Goi xoai – Vietnamese green mango salad Recipe
Goi xoai is a crunchy, refreshing salad made with slightly unripe mango, herbs and peanuts. The flavour is sweet, sour and gently spicy at the same time, and every bite has a satisfying crunch. In Vietnam it’s often served as a starter or a light snack with beer on hot evenings.
Vietnam
Difficulty: Easy
🍿
Snack
🎉
Party
☀️
Lunch
🌶️
Medium spicy
Sweet
Sour
Fresh
Crunchy
Spicy
Herby
Citrusy
Prep Time
25 min
Total Time
25 min
Servings
4
Ingredients
- mango slightly unripe, firm, peeled and grated into thin strips - 2 piece
- carrot grated into thin strips - 1 piece
- red onion very thinly sliced - 0.5 piece
- fresh coriander chopped - 0.5 bunch
- fresh mint leaves picked - 0.5 bunch
- peanuts toasted and roughly chopped - 50 g
- dried shrimp optional, finely chopped - 20 g
- fish sauce - 3 tablespoon
- lime juice - 3 tablespoon
- sugar - 1.5 tablespoon
- water - 2 tablespoon
- chili pepper finely chopped, seeds removed for a milder version - 1 piece
- garlic finely chopped - 1 clove
Main Ingredient:
mango
Preparation
- Peel the mango, cut the flesh away from the stone and grate it on a coarse grater or cut into very thin strips with a knife.
- Peel the carrot and also grate it or cut into thin sticks.

## Tasks to complete
1) In the green mango salad recipe, why would a cook remove the seeds from the chili pepper? Answer in one to three sentences.
2) Write the rest of the preparation steps for the green mango salad recipe, picking up after the step about the carrot.
The listing is separate material, unconnected to the green mango salad recipe.

## Data section
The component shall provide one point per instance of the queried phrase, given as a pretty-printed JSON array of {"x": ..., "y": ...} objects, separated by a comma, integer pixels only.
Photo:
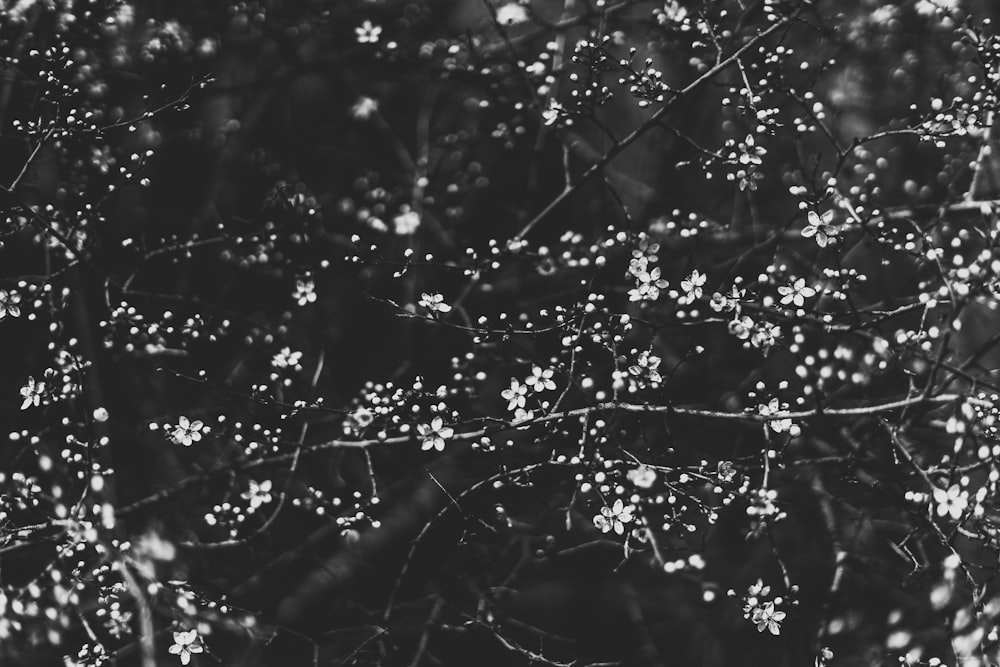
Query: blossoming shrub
[{"x": 500, "y": 332}]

## The results
1) The recipe says the seeds are removed to make a milder version of the salad.

2)
- Slice the onion into very thin slivers, cover with cold water for 5 minutes to mellow the flavour, then drain and pat dry.
- In a small bowl, mix the fish sauce, lime juice, sugar, water, chopped chili and garlic, stirring until the sugar dissolves.
- In a large bowl combine the mango, carrot, onion, coriander and mint leaves.
- If using dried shrimp, chop them finely and add to the bowl.
- Pour over the prepared dressing and mix everything thoroughly with your hands or tongs, gently squeezing so the mango and carrot soften slightly and absorb the flavour.
- Leave the salad to stand for 10 minutes at room temperature so the flavours meld.
- Before serving, sprinkle generously with the chopped peanuts.
Storage
In fridge:
1 days
Freezing:
No
This salad tastes best fresh, but you can keep it in the fridge for up to 1 day. Store the peanuts separately and add them just before serving so they stay crunchy.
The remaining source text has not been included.